▶ [Consigna A]:
Reproduce de forma íntegra y literal el texto sobre la inteligencia emocional.
▶ [Consigna B]:
Reúne cada línea de los registros que contenga la palabra “water”, distinguiendo entre mayúsculas y minúsculas.

▶ [Fragmento del texto]:
¿Qué es (exactamente) la inteligencia emocional?
Las emociones cambiaron el cerebro de los mamíferos hace ya
más de 200 millones de años y perpetuaron una poderosa influencia que sigue
viva en nuestra especie.
La expresión “inteligencia emocional” está incluida hoy en
el léxico de muchos, tanto de la gente corriente como de los intelectuales o
los famosos. Hasta los ministros la usan en sus comentarios y advertencias.
Pero no todo el mundo se refiere a lo mismo cuando utiliza esa expresión. Para
algunos la inteligencia emocional es algo así como una especie de inteligencia
más avanzada que la clásica, es decir, que la inteligencia analítica, la que
miden los test que acaban dando un resultado en forma de coeficiente numérico.
Hay también quien se refieren a la inteligencia emocional en negativo, como una
incapacidad para controlar las emociones: “Se comporta como si no tuviera
inteligencia emocional”. No faltan tampoco quienes creen que es un nuevo tipo
de inteligencia recientemente inventada, pues, a fin de cuentas, el concepto de
inteligencia no es absoluto, como lo son la talla o el peso de una persona,
pues siempre depende del criterio del observador. Otros, por fin, ni siquiera
sabemos a qué se refieren cuando hablan de ese tipo de inteligencia. Quizá por
todo ello vale la pena intentar aclarar el concepto.

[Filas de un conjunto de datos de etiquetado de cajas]
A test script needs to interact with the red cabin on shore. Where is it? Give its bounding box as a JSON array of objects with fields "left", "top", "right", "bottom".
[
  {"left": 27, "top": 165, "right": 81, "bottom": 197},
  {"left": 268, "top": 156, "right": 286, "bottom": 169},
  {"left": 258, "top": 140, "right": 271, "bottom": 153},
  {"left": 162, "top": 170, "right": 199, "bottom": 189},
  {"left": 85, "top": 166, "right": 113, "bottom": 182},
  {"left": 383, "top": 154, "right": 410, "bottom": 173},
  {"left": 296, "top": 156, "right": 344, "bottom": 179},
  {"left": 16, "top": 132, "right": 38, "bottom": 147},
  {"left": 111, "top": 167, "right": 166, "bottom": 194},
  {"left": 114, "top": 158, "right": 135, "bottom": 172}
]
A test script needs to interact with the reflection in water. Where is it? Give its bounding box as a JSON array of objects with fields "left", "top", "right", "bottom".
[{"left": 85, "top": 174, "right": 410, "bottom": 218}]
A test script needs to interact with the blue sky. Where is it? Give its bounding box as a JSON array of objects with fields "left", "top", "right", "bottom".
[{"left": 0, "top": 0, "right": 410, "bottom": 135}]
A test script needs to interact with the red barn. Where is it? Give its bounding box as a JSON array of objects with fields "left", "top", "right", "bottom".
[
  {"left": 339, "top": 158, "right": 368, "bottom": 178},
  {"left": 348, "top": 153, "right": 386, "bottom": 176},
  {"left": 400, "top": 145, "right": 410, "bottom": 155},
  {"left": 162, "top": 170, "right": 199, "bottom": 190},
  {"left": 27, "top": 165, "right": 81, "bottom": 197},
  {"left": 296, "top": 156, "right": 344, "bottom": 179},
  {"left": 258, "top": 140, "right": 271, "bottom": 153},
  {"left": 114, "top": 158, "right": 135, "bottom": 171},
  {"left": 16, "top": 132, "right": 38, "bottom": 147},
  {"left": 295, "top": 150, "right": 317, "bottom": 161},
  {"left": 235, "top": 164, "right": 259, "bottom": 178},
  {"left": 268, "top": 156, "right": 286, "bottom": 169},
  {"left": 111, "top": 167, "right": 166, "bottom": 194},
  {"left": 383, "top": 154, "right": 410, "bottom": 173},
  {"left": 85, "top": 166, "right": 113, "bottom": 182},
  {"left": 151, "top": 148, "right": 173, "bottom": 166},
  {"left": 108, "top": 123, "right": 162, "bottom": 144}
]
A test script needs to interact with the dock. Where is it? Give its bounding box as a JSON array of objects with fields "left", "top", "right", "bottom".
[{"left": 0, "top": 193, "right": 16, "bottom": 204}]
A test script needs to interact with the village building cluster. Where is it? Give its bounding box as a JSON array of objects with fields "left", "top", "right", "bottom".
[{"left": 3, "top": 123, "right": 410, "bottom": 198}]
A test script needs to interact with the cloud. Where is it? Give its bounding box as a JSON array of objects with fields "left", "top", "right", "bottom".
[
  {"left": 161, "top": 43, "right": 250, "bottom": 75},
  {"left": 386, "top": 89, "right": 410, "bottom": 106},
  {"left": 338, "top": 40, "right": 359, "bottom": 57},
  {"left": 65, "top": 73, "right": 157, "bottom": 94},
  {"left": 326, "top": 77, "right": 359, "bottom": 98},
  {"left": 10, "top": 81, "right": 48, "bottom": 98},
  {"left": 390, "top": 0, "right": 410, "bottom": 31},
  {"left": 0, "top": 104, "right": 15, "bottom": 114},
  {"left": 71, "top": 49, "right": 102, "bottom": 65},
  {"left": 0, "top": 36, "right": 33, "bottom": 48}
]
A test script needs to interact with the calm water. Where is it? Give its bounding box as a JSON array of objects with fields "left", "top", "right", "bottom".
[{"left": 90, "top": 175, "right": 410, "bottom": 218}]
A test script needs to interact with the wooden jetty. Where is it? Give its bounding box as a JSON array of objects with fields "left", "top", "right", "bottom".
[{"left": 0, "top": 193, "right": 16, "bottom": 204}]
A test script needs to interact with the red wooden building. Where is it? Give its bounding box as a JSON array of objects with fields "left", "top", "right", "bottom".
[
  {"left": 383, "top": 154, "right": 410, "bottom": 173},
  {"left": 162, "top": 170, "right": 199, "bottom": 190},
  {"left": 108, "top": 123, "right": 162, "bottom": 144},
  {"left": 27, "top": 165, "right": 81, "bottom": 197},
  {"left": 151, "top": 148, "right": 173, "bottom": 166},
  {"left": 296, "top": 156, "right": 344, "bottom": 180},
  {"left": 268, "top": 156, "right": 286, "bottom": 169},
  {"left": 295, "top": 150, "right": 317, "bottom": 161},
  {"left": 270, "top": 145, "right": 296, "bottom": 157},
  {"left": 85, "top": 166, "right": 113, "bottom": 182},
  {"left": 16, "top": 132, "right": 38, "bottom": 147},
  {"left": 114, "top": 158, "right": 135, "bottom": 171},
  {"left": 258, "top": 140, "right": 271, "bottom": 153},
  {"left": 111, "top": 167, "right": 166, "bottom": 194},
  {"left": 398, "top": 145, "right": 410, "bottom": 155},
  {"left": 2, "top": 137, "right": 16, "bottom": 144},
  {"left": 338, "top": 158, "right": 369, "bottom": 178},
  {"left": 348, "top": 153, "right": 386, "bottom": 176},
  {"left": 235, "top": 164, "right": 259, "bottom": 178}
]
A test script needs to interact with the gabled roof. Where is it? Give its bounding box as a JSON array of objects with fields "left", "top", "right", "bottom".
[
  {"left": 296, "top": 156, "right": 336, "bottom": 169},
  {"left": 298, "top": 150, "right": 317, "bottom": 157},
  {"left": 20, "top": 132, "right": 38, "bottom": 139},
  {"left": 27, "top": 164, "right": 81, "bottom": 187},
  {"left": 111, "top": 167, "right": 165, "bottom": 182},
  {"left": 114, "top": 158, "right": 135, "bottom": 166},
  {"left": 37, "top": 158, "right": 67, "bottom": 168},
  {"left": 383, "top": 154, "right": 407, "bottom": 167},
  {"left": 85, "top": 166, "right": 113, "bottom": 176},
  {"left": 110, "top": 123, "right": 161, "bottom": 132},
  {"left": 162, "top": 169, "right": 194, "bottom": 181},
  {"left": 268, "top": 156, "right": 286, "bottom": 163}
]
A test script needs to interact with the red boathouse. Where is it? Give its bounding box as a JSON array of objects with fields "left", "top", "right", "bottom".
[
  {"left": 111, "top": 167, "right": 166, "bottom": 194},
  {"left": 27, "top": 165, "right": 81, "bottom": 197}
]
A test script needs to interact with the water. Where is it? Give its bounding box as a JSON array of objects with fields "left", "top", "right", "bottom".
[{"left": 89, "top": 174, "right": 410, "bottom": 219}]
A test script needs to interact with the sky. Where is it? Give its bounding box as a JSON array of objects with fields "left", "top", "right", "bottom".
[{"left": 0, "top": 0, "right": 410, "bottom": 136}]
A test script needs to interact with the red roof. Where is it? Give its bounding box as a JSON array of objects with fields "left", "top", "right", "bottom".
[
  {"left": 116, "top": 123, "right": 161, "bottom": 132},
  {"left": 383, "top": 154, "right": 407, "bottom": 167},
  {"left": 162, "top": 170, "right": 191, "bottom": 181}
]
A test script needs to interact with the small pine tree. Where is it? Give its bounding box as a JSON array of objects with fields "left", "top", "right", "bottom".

▶ [Resultado A]:
¿Qué es (exactamente) la inteligencia emocional?
Las emociones cambiaron el cerebro de los mamíferos hace ya
más de 200 millones de años y perpetuaron una poderosa influencia que sigue
viva en nuestra especie.
La expresión “inteligencia emocional” está incluida hoy en
el léxico de muchos, tanto de la gente corriente como de los intelectuales o
los famosos. Hasta los ministros la usan en sus comentarios y advertencias.
Pero no todo el mundo se refiere a lo mismo cuando utiliza esa expresión. Para
algunos la inteligencia emocional es algo así como una especie de inteligencia
más avanzada que la clásica, es decir, que la inteligencia analítica, la que
miden los test que acaban dando un resultado en forma de coeficiente numérico.
Hay también quien se refieren a la inteligencia emocional en negativo, como una
incapacidad para controlar las emociones: “Se comporta como si no tuviera
inteligencia emocional”. No faltan tampoco quienes creen que es un nuevo tipo
de inteligencia recientemente inventada, pues, a fin de cuentas, el concepto de
inteligencia no es absoluto, como lo son la talla o el peso de una persona,
pues siempre depende del criterio del observador. Otros, por fin, ni siquiera
sabemos a qué se refieren cuando hablan de ese tipo de inteligencia. Quizá por
todo ello vale la pena intentar aclarar el concepto.

▶ [Resultado B]:
A test script needs to interact with the reflection in water. Where is it? Give its bounding box as a JSON array of objects with fields "left", "top", "right", "bottom".
A test script needs to interact with the calm water. Where is it? Give its bounding box as a JSON array of objects with fields "left", "top", "right", "bottom".
A test script needs to interact with the water. Where is it? Give its bounding box as a JSON array of objects with fields "left", "top", "right", "bottom".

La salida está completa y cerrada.